PROMPT:
Beginning at the line that contains "Report one dot per instance of the window trim" and continuing through the end of the records, reproduce only those lines, requests included. Scale every point coordinate in the answers by 1.05 and round to the nearest whole number, with halves rounded up.
□ □ □ □
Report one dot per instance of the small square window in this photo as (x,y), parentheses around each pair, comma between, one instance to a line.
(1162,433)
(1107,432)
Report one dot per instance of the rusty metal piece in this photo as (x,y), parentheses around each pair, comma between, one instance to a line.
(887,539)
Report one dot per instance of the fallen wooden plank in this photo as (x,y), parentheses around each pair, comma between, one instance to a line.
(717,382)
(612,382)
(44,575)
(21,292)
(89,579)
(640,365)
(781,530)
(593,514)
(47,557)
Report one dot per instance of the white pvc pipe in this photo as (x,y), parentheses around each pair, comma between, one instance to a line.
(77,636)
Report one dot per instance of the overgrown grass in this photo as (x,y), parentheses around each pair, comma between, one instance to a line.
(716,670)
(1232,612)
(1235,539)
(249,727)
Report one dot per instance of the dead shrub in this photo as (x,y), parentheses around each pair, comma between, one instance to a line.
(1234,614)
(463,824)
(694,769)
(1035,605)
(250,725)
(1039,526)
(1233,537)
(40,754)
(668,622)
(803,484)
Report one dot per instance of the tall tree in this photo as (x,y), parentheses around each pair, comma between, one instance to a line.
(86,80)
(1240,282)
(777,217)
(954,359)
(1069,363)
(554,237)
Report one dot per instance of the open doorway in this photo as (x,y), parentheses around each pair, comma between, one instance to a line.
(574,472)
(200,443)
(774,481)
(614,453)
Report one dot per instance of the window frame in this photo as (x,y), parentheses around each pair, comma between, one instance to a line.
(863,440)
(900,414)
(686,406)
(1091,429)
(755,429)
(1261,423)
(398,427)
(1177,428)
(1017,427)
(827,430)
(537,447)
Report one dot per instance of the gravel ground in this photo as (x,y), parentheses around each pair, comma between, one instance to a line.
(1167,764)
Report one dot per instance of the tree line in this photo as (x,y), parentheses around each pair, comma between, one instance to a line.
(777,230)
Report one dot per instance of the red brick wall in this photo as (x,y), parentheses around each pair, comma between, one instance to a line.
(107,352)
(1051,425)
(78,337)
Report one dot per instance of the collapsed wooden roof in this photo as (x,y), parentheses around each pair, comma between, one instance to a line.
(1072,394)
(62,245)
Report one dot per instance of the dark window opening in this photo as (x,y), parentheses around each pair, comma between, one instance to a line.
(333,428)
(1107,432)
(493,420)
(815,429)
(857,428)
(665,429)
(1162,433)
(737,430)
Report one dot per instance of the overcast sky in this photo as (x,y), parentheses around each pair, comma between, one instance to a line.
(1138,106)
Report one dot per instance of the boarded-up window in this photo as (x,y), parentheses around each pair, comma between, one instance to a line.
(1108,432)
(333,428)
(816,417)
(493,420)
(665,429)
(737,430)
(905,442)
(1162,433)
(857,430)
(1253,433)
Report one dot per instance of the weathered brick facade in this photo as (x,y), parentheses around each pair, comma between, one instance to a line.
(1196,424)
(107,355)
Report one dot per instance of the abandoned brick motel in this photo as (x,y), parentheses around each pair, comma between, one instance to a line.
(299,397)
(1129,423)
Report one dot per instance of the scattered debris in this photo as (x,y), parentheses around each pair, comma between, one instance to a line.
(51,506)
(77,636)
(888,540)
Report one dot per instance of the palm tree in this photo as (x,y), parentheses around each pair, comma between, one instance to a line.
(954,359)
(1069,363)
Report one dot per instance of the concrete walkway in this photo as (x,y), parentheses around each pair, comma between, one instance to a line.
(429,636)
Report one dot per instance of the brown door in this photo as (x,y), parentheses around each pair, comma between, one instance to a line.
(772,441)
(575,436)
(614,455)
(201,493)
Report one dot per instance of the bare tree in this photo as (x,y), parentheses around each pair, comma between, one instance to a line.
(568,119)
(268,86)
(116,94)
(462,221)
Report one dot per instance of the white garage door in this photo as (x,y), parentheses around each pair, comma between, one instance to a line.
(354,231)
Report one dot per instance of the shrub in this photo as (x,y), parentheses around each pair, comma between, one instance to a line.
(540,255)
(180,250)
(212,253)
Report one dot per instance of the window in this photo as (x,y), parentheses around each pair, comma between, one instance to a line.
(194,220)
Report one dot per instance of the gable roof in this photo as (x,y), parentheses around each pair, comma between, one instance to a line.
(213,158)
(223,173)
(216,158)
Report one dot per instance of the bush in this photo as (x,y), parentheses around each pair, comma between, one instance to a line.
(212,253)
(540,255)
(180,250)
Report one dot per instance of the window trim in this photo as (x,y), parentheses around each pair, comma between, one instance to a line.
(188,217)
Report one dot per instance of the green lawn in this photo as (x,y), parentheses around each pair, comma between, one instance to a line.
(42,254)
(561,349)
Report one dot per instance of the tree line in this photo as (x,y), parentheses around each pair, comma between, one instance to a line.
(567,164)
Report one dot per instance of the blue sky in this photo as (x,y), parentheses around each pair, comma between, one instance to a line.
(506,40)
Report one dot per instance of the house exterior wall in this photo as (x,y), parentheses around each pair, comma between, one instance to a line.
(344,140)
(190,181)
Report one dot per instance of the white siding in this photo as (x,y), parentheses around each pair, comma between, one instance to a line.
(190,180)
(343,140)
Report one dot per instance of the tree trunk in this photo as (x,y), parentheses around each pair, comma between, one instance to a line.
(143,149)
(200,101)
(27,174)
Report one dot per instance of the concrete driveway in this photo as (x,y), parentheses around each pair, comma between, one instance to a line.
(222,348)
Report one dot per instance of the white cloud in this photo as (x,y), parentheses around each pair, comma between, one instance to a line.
□ □ □ □
WRITTEN SOLUTION:
Report one dot per instance of the window trim in this photo as (x,y), parentheses around each pair, comma between, one instance to a line.
(197,228)
Report one dot per instance of the green lawn in this photo as (x,y), parentheses around each pair, comma between, one instance to a line.
(44,267)
(589,366)
Report one dot per instance of the tree line in this photo as (x,y), parentheses around each pair, comma between, one instance to a line.
(595,172)
Report one dot per instance of the blue sky in this photo as (x,y), parentheses around each pair, comma between, one instance to a line.
(531,42)
Report one dot per instance of the house exterior wall in this photo as (x,y), parentheses around each pair, comma between, one instance to a line.
(361,147)
(200,190)
Report one dot per instance of the white siding in this photo as (x,y), parentheses around each pair, comma between, one instance to a line.
(200,189)
(360,147)
Report one dot per instance of the tree trunk in this photo as (x,y), parentheses around each pair, comma between, one instance to a line.
(150,156)
(210,106)
(28,183)
Report one dot per instance of the concrete driveway in this photo as (x,y), parentheses around each pair, comma between, one instance to a line.
(233,365)
Report one dot per instance of the white cloud in this photo as (x,y), parentheses around each pair, comma between, one instance to a line.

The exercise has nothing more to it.